* ARTÍCULO
<<<<
El visto bueno dado por la Santa Sede a finales de 2023 a la bendición de parejas homosexuales desató la protesta de todas las conferencias episcopales del África subsahariana, además de sectores significativos de la Iglesia en otros continentes.
Aunque el papa Francisco se haya pronunciado en varias ocasiones contra la ideología de género, lo cierto es que la opinión pública lo percibe mucho más como incluyente que excluyente. Su imagen es la de un Papa que abre las puertas a “todos, todos, todos” y que se abstiene de cualquier advertencia o condena, en nombre del “¿quién soy yo para juzgar?”.
Además, la visión profundamente antioccidental de Francisco —bien documentada en el reciente libro del historiador Loris Zanatta, “Bergoglio. Una biografía política”— lo hace sensible a los postulados de la “cancel culture”, que busca borrar siglos enteros de historia, culpabilizándolos en bloque. También sus feroces críticas contra los tradicionalistas refuerzan su imagen de iniciador de una nueva trayectoria inmaculada para la Iglesia, hostil a un pasado oscuro del que solo cabe pedir perdón.
Un clamoroso sometimiento del Papa a la “cancel culture” ocurrió durante su viaje a Canadá en julio de 2022 (ver foto).
El año anterior, en ese país, se había denunciado con gran estruendo la existencia de fosas comunes con cientos de niños indígenas enterrados cerca de escuelas católicas y anglicanas donde fueron forzados a permanecer, maltratados y separados de sus familias y tribus para ser “reeducados”. Las fosas aún no se habían encontrado ni excavado, y se creó un comité de investigación para esclarecer los hechos, pero de inmediato surgieron exigencias para que los obispos y el Papa pidieran perdón públicamente por este crimen. Así ocurrió, con un Francisco contrito que en Canadá pronunció durísimas palabras contra el colonialismo y el racismo, de los que la Iglesia fue declarada cómplice, llegando incluso a calificar como “genocidio” la muerte de esos niños.
>>>>
* REQUISITOS DE LA TAREA
Prosigue el artículo sobre el papa Francisco y la «cancel culture» a partir de su última oración. Los datos que vienen a continuación son un material aparte, sin relación con el artículo.

* DATOS REGISTRADOS
<<<<
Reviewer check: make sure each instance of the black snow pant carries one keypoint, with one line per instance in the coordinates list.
>>>>
* RESULTADO DE LA TAREA
Todo esto sin ninguna prueba de la existencia real de esas fosas, hasta el punto de que, tras tres años de búsquedas infructuosas, a principios de marzo el gobierno de Justin Trudeau cerró el comité de investigación. Sin embargo, también quedaron archivados los incendios y la destrucción de más de un centenar de iglesias, cometidos en represalia por aquel presunto comportamiento criminal.
Otro grave sometimiento a la “cancel culture” se vio en el sínodo de la Amazonia, en octubre de 2019, una vez más contra el colonialismo del que la Iglesia sería cómplice.
Para Francisco, uno de los objetivos de ese sínodo era valorar a las tribus amazónicas en su inocencia originaria, en su arcaico “buen vivir”, en feliz simbiosis entre el hombre y la naturaleza, antes de que fuera corrompido y pervertido por los colonizadores civiles y eclesiásticos.
Solo que este idílico “buen vivir” resultó incluir, en algunas tribus, infanticidios y muertes infligidas a los ancianos, justificados con el declarado propósito de garantizar un equilibrio “en la dimensión de la familia y en la amplitud de los grupos” y de “no obligar al espíritu de los ancianos a permanecer encadenado al cuerpo, sin poder seguir derramando sus beneficios sobre el resto de la familia”.
Palabras pronunciadas con imperturbable distanciamiento por un obispo amazónico y una experta brasileña convocada como consultora, en dos de las conferencias de prensa que acompañaron los trabajos sinodales.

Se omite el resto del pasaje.